Exercise requirements:
A. Answer these about the column on "M*A*S*H":
(i) At what time does the writer get up and turn on the TV?
(ii) What episode does the writer call a classic?
(iii) Whom does Colonel Potter call to come to the rescue?
B. Write the next few paragraphs of the column on "M*A*S*H," picking up after its last sentence.

Exercise passage:

- - - -

Where have you gone, Hawkeye?
It was the one bright spot in an otherwise abysmal night.
Toss and turn. Can't sleep. Finally get up at 5 a.m. and turn on the TV.
And there, like an old friend, is Hawkeye Pierce and "M*A*S*H."
They don't make shows like this anymore. Most everything now is brainless. "M*A*S*H" was funny, yes. Silly, even, at times. But it was also literate, well-acted and, shock of all shocks, every now and then it made you think.
We seemed to have lost all of that.
And if "M*A*S*H" became too sentimental near the end, which it did, well, the show always had a heart.
Take this episode. "Bless You, Hawkeye." It's a classic.
Out of nowhere one day, Hawkeye Pierce (Alan Alda) starts sneezing. Just can't stop. "Achoo! Achoo!" everywhere he goes. The other doctors at the 4077th think it may be an allergic reaction. They test him for everything. Nothing shows up.
Hawkeye breaks out into a rash. He gets worse. Convinces himself he's dying. Wise Colonel Potter (Harry Morgan) wonders if the problem might be in Hawk's head. So he calls army psychiatrist Sidney Freedman (Allan Arbus) to come to the rescue.

- - - -

Extracted data:
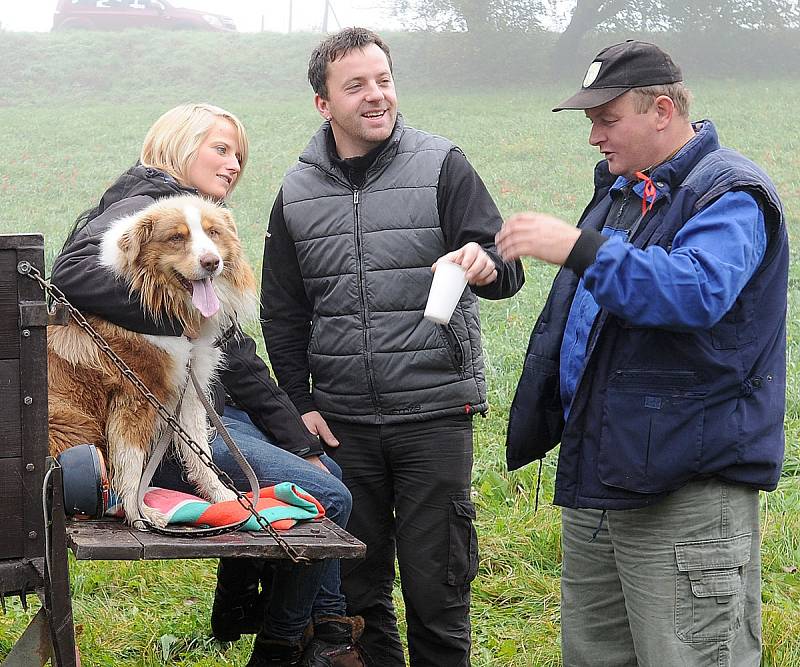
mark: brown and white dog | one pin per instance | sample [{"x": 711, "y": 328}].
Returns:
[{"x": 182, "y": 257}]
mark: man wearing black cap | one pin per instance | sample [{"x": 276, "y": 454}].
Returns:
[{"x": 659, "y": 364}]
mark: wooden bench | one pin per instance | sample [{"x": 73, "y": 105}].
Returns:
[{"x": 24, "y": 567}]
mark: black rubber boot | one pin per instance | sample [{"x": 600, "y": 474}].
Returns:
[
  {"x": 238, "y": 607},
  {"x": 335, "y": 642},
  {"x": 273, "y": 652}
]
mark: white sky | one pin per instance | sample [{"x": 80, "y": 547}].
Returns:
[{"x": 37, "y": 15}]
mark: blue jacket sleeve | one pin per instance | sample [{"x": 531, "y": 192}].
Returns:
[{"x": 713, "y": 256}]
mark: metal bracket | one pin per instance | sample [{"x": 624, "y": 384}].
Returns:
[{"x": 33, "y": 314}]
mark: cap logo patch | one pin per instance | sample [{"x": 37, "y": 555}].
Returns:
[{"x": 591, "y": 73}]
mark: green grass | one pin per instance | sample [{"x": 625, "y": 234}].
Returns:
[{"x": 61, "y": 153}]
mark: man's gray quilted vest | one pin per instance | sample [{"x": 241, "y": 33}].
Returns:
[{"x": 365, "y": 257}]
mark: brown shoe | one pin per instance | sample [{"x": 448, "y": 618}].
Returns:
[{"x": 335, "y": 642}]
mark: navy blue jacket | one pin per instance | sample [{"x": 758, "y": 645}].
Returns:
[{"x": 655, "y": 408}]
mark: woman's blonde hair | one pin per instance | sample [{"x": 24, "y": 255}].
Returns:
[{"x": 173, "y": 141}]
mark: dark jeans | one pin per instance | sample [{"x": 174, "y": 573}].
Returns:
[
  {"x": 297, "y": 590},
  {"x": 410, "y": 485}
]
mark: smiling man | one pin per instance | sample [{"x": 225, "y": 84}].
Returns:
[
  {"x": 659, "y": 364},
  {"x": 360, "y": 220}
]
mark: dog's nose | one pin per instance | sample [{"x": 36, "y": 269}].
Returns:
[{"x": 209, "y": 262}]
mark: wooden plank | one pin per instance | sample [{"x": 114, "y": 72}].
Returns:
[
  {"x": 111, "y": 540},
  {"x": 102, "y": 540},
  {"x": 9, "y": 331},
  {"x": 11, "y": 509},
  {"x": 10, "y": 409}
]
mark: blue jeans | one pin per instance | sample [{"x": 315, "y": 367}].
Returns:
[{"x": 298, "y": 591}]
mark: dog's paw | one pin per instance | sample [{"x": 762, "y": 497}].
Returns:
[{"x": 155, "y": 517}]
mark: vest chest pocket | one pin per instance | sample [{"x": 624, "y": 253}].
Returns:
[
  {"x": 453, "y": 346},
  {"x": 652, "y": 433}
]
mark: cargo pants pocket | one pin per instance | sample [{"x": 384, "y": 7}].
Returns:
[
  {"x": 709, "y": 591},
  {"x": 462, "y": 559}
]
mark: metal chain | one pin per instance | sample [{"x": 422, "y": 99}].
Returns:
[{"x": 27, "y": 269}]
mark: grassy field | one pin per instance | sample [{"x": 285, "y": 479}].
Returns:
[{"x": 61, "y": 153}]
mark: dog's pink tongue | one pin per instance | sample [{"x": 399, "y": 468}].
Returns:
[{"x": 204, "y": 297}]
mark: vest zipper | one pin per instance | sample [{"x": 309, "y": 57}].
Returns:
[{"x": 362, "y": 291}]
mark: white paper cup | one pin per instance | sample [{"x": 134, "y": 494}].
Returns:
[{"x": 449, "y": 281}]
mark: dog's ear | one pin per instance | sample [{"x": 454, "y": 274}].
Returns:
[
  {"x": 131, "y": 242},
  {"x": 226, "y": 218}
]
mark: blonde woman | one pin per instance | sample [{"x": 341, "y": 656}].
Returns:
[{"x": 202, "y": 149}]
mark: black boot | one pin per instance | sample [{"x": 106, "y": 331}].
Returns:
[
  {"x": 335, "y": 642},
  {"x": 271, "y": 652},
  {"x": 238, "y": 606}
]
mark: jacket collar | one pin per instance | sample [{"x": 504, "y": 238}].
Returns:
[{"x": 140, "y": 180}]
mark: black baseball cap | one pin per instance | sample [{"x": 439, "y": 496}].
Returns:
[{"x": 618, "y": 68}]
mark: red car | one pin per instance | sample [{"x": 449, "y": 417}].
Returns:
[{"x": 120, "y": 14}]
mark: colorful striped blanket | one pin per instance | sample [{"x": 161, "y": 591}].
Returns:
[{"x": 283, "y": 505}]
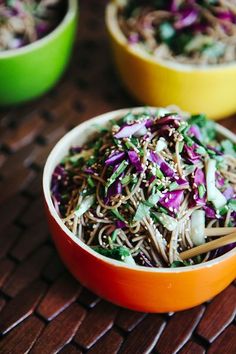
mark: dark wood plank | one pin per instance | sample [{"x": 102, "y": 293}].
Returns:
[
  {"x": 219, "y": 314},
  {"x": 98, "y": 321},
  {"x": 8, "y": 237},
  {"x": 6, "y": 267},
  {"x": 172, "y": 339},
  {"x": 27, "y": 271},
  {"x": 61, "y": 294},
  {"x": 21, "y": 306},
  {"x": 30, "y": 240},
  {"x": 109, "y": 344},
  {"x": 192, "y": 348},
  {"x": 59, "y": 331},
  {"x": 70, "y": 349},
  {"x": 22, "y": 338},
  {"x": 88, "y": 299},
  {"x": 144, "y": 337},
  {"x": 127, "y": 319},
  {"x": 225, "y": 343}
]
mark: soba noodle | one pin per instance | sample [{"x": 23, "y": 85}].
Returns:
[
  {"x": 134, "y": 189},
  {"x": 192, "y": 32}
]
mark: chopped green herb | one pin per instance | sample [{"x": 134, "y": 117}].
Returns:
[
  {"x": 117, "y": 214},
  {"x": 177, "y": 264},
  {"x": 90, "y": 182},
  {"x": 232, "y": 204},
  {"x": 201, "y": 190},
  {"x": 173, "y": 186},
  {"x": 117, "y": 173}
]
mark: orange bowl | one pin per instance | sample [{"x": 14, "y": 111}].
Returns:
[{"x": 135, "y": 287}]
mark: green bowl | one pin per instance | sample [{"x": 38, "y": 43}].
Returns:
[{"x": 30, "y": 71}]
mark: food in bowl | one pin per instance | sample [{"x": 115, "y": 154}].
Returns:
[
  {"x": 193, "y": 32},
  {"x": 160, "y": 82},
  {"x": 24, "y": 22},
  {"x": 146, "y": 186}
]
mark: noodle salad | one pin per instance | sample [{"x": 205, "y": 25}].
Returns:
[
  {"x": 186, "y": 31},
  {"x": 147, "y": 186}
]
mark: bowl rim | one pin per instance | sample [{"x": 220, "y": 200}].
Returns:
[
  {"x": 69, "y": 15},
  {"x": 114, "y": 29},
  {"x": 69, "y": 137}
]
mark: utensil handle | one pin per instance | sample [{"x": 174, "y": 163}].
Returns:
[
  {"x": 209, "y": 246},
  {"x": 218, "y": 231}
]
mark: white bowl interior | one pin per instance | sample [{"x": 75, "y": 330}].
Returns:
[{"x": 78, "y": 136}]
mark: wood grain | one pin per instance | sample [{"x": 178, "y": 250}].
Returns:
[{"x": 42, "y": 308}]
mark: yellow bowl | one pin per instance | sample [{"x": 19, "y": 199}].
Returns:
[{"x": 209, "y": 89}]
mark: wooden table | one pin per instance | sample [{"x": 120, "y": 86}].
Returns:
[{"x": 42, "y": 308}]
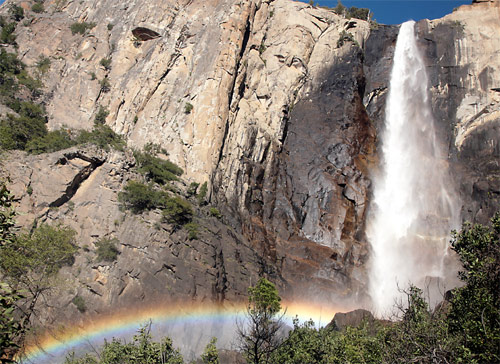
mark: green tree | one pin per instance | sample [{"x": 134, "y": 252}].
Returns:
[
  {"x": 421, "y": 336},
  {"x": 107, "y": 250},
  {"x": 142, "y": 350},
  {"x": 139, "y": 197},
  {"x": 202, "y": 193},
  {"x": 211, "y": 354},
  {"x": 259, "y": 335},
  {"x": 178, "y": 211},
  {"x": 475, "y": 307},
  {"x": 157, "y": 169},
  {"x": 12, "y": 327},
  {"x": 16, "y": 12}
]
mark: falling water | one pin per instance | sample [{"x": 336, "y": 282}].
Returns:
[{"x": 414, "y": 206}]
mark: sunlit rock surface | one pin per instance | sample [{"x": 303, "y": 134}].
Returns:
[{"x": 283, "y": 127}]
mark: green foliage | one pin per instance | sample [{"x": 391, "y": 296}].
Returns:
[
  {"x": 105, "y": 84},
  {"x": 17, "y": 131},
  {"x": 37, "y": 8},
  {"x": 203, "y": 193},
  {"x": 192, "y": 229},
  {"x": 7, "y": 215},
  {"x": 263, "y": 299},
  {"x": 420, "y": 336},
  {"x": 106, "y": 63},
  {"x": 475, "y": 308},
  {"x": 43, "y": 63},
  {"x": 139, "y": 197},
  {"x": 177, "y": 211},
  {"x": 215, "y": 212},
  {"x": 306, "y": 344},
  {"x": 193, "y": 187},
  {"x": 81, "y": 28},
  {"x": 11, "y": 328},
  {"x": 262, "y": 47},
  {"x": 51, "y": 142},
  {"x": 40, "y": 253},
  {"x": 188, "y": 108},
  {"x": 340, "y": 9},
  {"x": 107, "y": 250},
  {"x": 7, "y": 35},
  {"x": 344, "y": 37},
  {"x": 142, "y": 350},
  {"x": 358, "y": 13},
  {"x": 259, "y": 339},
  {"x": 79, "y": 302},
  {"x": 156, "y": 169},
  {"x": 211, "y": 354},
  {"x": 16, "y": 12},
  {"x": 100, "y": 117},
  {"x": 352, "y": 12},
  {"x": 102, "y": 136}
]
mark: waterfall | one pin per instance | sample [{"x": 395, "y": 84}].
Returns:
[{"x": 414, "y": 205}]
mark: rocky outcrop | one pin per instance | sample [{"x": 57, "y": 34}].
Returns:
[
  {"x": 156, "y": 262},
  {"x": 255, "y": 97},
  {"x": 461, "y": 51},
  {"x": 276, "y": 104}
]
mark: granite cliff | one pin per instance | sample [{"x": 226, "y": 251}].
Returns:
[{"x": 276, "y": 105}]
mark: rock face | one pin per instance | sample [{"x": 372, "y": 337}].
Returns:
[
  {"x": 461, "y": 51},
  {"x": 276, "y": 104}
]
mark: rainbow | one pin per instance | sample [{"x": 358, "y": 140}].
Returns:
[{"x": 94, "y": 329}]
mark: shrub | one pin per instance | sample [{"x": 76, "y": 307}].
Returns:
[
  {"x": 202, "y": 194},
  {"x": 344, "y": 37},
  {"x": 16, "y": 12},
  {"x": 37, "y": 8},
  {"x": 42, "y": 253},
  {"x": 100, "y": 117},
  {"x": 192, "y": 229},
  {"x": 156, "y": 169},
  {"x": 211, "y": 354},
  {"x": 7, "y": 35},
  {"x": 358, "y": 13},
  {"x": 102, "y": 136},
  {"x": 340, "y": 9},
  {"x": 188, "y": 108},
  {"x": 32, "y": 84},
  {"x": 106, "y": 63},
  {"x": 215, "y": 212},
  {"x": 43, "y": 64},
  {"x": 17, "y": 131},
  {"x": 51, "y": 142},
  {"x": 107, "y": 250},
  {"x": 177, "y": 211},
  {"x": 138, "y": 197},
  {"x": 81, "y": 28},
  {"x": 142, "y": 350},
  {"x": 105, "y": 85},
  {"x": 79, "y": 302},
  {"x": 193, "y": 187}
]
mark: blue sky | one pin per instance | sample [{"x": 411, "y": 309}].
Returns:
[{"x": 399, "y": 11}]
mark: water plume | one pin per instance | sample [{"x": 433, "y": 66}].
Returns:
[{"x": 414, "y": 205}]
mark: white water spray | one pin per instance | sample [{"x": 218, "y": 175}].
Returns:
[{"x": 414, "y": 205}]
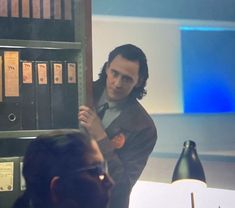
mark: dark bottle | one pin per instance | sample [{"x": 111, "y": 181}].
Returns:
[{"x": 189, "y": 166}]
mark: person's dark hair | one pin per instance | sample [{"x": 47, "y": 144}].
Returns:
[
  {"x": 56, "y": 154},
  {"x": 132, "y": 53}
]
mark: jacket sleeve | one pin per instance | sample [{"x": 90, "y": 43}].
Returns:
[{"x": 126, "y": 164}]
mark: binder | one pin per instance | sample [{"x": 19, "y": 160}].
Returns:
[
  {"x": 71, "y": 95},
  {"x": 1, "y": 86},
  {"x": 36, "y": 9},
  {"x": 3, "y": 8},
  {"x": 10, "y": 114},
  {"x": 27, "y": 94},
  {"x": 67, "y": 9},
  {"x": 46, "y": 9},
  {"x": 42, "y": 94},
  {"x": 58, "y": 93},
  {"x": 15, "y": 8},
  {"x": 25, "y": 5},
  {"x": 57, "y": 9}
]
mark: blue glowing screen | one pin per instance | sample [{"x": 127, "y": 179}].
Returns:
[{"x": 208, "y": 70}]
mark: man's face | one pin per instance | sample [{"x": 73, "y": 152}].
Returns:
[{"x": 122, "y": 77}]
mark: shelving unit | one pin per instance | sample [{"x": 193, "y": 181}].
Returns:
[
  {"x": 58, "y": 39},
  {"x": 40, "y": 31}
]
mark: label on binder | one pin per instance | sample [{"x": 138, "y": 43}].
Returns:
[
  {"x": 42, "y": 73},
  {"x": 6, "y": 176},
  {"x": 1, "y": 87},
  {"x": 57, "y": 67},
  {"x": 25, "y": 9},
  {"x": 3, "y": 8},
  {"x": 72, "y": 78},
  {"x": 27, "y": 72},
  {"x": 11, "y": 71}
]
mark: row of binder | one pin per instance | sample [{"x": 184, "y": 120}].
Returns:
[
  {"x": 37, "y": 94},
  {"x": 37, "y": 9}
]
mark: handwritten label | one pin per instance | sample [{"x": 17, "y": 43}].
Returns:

- - - -

Responses to the tasks:
A.
(i) 5 a.m.
(ii) "Bless You, Hawkeye."
(iii) Army psychiatrist Sidney Freedman (Allan Arbus).

B.
Sidney gets Hawk talking about his childhood. He remembers growing up in Crabapple Cove, Maine, a place where there's "a lobster in every pot and a Methodist in every garage."
He talks about his cousin Billy. Hawkeye loved Billy. Idolized him, in fact.
One day, on a nearby pond during a fishing trip when Hawkeye was seven, Billy pushes him out of a boat. He panics, swallows a bunch of water and sinks to the bottom. Billy finally pulls him up to safety. Hawk comes up smelling like a wet burlap sack.
"You're so clumsy," Billy says. "If it wasn't for me, you'd be dead."
Hawkeye breaks down, lost in the memory.
"I loved him," Hawkeye says through his tears. "Why did he do that?"
Turns out a patient brought into the 4077th for treatment a few days ago came in scared to death and smelling, yep, like a wet burlap sack. Odor, Sidney says, can be the most powerful memory trigger.
Hawkeye can't believe that even here, in the midst of the hell that was a MASH unit during the Korean War, it takes a repressed memory from childhood to bring him down.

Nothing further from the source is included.